=== Provided text ===
####
Mozambique: Nights will be warmer this winter - INAM
Inácio Dina, police spokesman. Photo: Miramar
Mozambican police are pursuing suspects in the beheading 10 people in the north of the country, supposedly members of a radical Islamic group.
“Ten fellow citizens lost their lives” after being attacked with machetes near the village of Olumbi [also spelt Ulumbi, Olumbe or Ulumbe], 45 kilometres from the district headquarters, Palma, police spokesman Inacio Dina told a press conference yesterday in Maputo.
The incidents happened in rural settlements in dense bush, with no electricity or other infrastructure, on two different occasions.
First two die were two teenagers aged 15 and 16 from the village of 25 de Junho, who had gone hunting when they ran into the armed group. In the village itself, the group, in numbers and composition not so far specified by the PRM, beheaded three further adults. By nightfall, by which time the population of the area was on full alert, the group had beheaded five other people in the village of Monjane.
Attacks on rural villages
According to the police spokesman, the evidence indicates that the attackers are part of the same group that killed police officers with machine guns and besieged the town of Mocímboa da Praia for two days in October 2017, and has since made sporadic attacks on villages of the rural area of the region.
“This is a group that has been greatly weakened,” Dina said, referring to the actions of defence and security forces in the region.
Last Sunday’s crimes represent “total despair, an attempt to raise some antagonism”, he added, contradicting the idea that this escalation of violence means an increase in the security threat in Cabo Delgado. On the contrary, he says, the aggressors are trying to “make believe that this group still exists”, and that “it has a musculature” which, according to the police, it does not.
No arrests so far
Dina said police and other forces in the area set off in pursuit of the group as soon as they learned of the incident, although no arrests have yet been made. “All that is being done is to find these individuals to put them in prison for proper accountability in full measure, like so many others who we have already taken to the bar of the court to be held accountable.”
Asked about the situation in the two villages attacked last Sunday, Dina said that “at this moment, we can describe the environment as calm. People are returning to a normal state of consciousness and returning to their everyday lives”.
####
=== Excerpted data ===
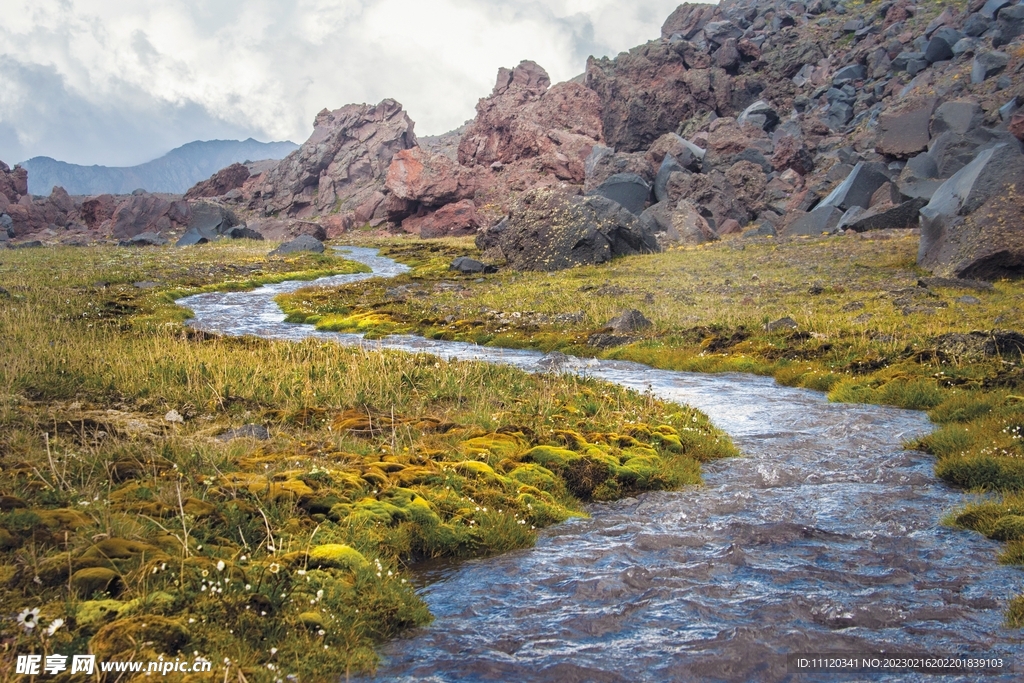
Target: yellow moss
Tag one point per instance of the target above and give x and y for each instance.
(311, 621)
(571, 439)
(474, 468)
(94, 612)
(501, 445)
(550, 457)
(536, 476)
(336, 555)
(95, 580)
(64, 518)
####
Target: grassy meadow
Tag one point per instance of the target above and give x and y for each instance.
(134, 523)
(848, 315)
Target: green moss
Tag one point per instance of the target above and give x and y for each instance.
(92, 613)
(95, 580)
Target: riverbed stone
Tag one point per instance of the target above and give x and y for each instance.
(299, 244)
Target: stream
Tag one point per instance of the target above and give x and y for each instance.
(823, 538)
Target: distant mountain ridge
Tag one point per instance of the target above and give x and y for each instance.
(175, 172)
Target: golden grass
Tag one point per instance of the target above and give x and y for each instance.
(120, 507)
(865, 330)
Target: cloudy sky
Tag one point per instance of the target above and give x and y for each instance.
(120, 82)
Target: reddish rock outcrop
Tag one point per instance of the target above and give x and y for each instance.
####
=== Work task ===
From the article on the Olumbi attacks, print word for word the part that begins at "The incidents happened" and stops after "village of Monjane.".

=== Result for this task ===
The incidents happened in rural settlements in dense bush, with no electricity or other infrastructure, on two different occasions.
First two die were two teenagers aged 15 and 16 from the village of 25 de Junho, who had gone hunting when they ran into the armed group. In the village itself, the group, in numbers and composition not so far specified by the PRM, beheaded three further adults. By nightfall, by which time the population of the area was on full alert, the group had beheaded five other people in the village of Monjane.